Task requirements:
Reproduce the stretch of items from the line containing "Query: marble floor" through the end of the items, both ends included, with every coordinate in the answers shifted up by 31.

Rows:

↓↓↓

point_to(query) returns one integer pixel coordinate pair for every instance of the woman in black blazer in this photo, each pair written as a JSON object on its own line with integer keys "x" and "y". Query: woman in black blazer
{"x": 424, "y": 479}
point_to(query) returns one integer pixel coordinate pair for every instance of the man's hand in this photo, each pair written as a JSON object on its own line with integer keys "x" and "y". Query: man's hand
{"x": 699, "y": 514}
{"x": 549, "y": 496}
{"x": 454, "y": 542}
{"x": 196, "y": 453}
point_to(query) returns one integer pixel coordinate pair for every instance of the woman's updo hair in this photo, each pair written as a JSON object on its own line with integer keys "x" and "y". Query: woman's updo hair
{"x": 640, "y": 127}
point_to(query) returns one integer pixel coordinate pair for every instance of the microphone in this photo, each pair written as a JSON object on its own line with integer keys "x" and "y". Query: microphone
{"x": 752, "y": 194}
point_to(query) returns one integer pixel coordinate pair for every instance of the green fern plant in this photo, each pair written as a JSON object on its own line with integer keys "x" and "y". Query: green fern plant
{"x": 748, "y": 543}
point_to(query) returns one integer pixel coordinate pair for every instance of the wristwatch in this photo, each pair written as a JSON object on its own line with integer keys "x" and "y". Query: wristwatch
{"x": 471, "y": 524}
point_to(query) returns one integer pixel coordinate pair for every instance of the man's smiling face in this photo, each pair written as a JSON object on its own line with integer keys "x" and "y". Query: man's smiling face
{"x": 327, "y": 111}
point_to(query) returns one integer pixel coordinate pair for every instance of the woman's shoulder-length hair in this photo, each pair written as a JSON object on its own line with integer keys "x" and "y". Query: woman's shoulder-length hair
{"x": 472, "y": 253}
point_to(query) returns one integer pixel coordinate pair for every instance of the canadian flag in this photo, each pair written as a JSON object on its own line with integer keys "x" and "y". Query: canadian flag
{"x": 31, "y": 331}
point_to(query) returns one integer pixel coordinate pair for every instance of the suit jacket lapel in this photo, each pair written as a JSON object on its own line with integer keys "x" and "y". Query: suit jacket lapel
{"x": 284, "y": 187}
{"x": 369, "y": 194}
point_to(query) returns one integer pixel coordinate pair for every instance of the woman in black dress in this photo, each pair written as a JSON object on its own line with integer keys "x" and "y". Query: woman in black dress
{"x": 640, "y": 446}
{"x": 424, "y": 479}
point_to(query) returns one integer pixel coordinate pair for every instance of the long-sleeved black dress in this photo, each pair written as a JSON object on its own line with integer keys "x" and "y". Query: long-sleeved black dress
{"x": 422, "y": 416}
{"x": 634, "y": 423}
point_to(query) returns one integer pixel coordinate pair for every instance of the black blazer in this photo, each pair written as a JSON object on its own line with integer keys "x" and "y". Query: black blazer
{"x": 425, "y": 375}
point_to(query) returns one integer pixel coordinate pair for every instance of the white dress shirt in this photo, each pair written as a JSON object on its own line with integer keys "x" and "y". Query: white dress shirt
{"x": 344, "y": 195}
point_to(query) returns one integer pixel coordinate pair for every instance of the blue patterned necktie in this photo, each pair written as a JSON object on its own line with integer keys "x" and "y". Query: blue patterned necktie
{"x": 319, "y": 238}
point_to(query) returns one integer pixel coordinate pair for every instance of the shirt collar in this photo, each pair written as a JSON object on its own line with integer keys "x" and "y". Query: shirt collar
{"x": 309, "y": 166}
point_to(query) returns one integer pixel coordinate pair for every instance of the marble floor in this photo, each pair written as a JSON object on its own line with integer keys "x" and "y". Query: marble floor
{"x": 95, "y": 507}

↑↑↑

Result of this exercise:
point_to(query) returns one integer pixel coordinate pair for every instance of the marble floor in this photo, each pair written as a JSON object on its own line with integer keys "x" and "y". Query: marble floor
{"x": 126, "y": 538}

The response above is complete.